Excerpts from a pointing dataset
——

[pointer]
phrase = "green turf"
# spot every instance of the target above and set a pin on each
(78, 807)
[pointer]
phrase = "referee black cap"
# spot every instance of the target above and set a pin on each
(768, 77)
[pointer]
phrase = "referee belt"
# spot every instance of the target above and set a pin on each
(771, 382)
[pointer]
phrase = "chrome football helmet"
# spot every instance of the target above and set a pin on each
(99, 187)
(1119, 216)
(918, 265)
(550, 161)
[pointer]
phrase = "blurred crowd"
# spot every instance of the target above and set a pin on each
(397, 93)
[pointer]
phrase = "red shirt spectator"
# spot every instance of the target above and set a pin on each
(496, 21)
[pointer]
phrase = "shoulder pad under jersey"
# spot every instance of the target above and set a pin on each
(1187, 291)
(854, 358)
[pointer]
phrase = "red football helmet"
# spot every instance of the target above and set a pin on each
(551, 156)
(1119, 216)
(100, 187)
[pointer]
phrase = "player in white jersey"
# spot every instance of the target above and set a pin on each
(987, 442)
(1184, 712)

——

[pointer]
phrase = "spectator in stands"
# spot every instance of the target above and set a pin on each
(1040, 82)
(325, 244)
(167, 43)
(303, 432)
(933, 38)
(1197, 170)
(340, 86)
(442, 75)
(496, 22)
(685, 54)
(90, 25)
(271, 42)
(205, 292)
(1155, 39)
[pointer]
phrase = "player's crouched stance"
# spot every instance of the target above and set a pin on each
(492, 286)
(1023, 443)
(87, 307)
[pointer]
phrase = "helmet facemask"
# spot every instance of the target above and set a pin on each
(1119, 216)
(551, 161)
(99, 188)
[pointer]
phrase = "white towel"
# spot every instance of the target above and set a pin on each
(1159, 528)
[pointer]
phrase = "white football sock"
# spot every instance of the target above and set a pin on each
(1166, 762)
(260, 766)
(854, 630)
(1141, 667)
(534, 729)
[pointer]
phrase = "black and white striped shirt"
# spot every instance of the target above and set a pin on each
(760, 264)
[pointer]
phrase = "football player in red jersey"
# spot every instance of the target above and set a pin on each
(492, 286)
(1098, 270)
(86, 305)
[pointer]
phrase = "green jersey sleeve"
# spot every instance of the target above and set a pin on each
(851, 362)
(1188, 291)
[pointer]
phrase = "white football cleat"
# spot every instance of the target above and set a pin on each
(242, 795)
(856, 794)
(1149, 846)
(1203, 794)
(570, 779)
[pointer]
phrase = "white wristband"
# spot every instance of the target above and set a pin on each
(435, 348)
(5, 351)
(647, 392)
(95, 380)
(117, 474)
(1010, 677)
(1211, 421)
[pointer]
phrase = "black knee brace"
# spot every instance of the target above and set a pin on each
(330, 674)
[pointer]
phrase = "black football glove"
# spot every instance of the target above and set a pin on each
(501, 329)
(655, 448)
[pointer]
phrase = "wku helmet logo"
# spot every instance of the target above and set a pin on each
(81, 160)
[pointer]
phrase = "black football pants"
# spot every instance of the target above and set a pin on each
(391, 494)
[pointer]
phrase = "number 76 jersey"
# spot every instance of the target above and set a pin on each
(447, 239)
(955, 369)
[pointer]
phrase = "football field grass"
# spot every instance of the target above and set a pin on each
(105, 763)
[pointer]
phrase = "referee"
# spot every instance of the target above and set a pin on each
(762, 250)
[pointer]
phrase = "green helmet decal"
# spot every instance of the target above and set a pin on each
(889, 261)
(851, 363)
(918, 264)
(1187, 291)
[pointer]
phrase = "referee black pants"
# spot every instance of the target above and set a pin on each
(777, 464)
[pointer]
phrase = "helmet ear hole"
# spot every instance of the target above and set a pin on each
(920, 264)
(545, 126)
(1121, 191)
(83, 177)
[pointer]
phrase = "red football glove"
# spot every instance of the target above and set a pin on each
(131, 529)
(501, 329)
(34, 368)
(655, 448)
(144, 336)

——

=== Direction ===
Find each line in the listing above that contains the word "shirt", and copy all of those lines.

=== Reply to the exercise ===
phrase = "red shirt spectator"
phrase = "black and white striped shirt"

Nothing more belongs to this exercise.